------ Estratto della pagina

Pop dunque in un certo senso lo è Turner, specie nei suoi bozzetti di una varia umanità proletaria, improntati alla ricerca costante di un realismo senza fronzoli, schietto e un po’ volgare, capace di porre in luce, come spesso accade nei film dell’autore britannico, anche gli aspetti più sgradevoli dei personaggi, tra sporcizia, difetti fisici più o meno evidenti e volti segnati dal tempo o dalla malattia. In questa fenomenologia del quotidiano si perde però il disegno d’insieme e l’autore riporta alla luce la sua pedanteria estrema, quasi entomologica, già presente, seppur in forme differenti, nei due precedenti film biografici succitati.

Ecco allora il nostro signor Turner intento a dipingere nel suo atelier, a mescolare i colori, a presenziare alle esposizioni, poi a casa con la servetta bruttina e ricurva, quindi alla locanda con la sua amante e poi il giro ricomincia, ripetendo le medesime situazioni come in un eterno refrain.
Spall da par suo fa il possibile, ma anche la sua performance pare bloccata da una coazione a ripetere inarrestabile: grugnisce, si dedica a qualche exploit lubrico, sputa sulla tela per meglio amalgamare l’impasto cromatico. In questa affannosa ricerca del materico, del basso (l’umano) associato all’alto (l’arte), Leigh ripone forse troppa fiducia, mentre di contro riesce a poi a tratti a scardinare le dinamiche consuete del genere biografico attraverso l’ironia un po’ cinica e bara del suo protagonista, che contribuisce a rendere Turner un prodotto piuttosto insolito, spiazzante e in fondo moderno, specie considerato il fatto che si tratta di un film “in costume”.
La sapida ironia del Turner incarnato da Timothy Spall non è poi in fondo altro che l’espressione dell’autoironia del regista che, proprio come succede in una scena chiave del film, sembra chiedersi continuamente, a proposito del suo film (come dell’arte in generale): sarà sublime o ridicolo?

------------
------ Dati estratti

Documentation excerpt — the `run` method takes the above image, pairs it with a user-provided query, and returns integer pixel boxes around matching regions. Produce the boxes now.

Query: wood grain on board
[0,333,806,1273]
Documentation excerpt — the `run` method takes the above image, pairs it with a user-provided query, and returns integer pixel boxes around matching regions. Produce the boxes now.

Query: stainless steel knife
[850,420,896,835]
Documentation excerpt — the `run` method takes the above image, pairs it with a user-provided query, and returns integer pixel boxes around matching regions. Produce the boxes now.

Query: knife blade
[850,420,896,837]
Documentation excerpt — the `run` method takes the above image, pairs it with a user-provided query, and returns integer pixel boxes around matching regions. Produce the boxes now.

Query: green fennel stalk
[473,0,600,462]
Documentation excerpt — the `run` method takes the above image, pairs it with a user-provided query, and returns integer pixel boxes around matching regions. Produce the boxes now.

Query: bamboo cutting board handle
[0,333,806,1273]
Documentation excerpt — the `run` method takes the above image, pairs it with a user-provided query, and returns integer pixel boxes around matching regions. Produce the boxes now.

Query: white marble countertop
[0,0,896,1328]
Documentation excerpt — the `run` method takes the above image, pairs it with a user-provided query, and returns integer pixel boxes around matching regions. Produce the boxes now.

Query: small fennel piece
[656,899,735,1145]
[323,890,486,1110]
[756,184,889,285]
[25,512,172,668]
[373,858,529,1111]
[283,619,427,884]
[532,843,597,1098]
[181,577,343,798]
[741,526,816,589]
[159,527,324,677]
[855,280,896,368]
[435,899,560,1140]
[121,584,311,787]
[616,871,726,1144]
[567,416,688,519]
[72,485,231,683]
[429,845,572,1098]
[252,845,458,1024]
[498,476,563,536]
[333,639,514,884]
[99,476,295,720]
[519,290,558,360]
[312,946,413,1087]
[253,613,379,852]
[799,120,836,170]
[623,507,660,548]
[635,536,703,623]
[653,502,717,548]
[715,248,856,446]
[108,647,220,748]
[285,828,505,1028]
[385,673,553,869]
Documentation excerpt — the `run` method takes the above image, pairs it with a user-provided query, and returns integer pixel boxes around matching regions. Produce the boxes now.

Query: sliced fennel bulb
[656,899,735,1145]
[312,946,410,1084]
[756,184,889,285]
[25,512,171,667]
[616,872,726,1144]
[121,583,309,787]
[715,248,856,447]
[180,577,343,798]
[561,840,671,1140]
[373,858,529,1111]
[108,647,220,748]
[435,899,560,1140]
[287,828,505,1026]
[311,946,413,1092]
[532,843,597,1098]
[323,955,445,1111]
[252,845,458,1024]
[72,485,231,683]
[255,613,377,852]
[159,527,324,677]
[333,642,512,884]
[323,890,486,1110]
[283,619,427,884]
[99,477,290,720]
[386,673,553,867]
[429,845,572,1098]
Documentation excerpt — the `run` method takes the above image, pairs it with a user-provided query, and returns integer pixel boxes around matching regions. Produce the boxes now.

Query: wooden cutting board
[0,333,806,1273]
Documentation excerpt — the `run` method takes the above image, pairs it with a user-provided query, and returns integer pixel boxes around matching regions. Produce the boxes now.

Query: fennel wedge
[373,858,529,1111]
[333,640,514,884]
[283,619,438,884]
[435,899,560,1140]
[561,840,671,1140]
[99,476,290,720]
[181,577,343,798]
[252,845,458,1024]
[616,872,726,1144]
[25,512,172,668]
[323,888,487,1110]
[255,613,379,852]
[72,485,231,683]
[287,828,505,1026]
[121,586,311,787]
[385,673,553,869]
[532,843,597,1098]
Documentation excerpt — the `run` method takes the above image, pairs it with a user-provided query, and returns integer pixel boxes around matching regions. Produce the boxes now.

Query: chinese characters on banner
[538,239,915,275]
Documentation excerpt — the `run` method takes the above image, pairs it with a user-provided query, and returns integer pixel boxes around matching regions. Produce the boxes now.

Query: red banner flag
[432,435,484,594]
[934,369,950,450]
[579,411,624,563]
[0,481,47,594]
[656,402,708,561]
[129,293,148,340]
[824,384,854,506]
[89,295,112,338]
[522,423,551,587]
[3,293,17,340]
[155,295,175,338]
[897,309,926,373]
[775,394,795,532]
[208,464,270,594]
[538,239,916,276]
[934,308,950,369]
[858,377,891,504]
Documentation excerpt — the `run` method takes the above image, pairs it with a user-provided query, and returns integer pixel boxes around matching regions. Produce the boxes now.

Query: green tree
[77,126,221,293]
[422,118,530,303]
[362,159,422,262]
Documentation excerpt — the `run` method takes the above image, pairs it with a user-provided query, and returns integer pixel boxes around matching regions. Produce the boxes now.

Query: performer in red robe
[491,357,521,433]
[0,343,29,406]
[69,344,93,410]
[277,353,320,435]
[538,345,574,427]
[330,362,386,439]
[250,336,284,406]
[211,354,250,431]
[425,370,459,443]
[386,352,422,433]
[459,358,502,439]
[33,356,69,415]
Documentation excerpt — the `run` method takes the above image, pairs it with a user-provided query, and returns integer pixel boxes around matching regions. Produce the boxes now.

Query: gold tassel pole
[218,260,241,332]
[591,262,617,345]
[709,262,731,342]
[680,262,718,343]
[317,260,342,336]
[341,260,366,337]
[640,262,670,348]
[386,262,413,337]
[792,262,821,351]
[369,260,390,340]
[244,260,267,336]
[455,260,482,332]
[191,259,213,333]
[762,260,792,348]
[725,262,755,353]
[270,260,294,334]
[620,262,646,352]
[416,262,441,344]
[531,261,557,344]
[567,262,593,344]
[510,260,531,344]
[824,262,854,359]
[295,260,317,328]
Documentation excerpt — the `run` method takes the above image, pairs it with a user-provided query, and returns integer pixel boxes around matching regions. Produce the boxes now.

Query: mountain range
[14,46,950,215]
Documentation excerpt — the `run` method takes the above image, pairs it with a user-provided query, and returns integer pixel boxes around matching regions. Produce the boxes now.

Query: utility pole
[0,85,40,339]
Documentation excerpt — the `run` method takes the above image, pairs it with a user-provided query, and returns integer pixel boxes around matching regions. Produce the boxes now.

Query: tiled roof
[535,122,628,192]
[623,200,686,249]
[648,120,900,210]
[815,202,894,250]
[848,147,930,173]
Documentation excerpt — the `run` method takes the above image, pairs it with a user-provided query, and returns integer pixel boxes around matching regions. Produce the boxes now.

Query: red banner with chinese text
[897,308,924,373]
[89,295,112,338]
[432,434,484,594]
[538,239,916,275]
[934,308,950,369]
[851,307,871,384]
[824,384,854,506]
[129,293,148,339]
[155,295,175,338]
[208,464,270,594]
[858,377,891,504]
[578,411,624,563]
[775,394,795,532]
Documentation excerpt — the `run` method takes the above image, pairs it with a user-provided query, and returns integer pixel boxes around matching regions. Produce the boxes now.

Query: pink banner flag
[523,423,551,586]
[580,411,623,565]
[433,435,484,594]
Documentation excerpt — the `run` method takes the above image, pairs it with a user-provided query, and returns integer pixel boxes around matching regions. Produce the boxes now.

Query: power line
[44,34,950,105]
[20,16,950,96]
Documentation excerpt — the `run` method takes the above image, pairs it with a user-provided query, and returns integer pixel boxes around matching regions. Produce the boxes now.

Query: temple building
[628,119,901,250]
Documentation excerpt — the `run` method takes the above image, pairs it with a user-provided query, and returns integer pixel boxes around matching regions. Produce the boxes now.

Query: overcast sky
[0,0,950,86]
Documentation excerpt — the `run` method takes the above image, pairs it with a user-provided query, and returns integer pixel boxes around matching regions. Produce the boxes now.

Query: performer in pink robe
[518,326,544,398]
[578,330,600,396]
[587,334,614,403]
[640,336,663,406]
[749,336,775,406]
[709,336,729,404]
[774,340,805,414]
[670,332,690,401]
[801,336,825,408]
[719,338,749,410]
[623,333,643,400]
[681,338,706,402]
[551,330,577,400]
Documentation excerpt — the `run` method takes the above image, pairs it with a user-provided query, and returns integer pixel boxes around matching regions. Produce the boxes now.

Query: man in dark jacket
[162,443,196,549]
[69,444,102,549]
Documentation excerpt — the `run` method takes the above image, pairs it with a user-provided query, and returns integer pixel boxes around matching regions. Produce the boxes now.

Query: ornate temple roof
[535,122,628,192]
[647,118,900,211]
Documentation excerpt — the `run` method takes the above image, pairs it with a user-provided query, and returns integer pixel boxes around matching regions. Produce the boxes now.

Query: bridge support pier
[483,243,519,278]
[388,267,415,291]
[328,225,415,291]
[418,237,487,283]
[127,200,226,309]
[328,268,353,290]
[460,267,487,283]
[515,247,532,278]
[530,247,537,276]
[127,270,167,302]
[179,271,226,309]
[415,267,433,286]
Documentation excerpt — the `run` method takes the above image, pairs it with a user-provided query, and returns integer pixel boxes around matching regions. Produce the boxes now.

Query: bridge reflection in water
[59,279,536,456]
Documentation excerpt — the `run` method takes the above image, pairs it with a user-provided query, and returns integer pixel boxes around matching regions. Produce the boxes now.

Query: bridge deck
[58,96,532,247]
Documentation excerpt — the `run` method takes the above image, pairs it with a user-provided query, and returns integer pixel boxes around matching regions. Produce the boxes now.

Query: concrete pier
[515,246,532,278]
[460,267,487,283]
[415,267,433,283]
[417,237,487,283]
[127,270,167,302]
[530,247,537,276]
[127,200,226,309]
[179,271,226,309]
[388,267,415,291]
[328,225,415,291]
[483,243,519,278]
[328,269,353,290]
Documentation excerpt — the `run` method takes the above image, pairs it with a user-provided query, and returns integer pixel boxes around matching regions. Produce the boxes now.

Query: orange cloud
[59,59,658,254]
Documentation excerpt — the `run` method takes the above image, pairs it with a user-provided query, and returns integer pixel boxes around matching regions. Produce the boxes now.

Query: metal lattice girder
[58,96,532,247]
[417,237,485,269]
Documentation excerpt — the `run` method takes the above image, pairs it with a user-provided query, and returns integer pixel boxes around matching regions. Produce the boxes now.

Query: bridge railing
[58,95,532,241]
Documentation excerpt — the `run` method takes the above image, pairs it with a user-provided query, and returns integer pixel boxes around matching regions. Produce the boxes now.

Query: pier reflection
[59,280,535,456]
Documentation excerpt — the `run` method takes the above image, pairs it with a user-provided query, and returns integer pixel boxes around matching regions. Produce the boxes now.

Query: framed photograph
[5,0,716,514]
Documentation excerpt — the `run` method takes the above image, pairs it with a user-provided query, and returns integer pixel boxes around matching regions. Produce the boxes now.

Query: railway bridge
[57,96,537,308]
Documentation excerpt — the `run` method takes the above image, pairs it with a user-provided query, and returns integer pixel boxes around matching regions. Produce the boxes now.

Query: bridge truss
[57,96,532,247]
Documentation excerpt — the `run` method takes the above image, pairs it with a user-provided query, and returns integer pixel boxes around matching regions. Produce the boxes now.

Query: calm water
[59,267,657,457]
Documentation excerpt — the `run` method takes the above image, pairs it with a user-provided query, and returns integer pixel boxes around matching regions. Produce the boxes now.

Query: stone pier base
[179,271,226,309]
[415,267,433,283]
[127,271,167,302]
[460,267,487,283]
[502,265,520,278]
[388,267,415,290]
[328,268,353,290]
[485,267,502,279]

------------

**Compito 1:**
Secondo l'estratto, perché Turner risulta un prodotto insolito, spiazzante e in fondo moderno? Rispondi in una, due o tre frasi.
**Compito 2:**
Ripeti dall'estratto il passo che comincia con "La sapida ironia" e termina con "sublime o ridicolo?".
Per rispondere serve soltanto l'estratto, senza altre fonti.

**Risposta 1:**
Leigh riesce a tratti a scardinare le dinamiche consuete del genere biografico attraverso l'ironia un po' cinica e bara del protagonista. L'effetto è tanto più notevole se si considera che si tratta di un film "in costume".

**Risposta 2:**
La sapida ironia del Turner incarnato da Timothy Spall non è poi in fondo altro che l’espressione dell’autoironia del regista che, proprio come succede in una scena chiave del film, sembra chiedersi continuamente, a proposito del suo film (come dell’arte in generale): sarà sublime o ridicolo?